** START **

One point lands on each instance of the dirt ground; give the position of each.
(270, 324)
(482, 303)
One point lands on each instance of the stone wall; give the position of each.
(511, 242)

** END **

* _Brief_: Reproduce every line of the entries above, requests included, and add 79 to each coordinate value in the answers.

* _Written solution_:
One point lands on each instance of the dirt ground; give the position of each.
(349, 403)
(561, 382)
One point lands on each instance of the stone wall; give the position of each.
(590, 321)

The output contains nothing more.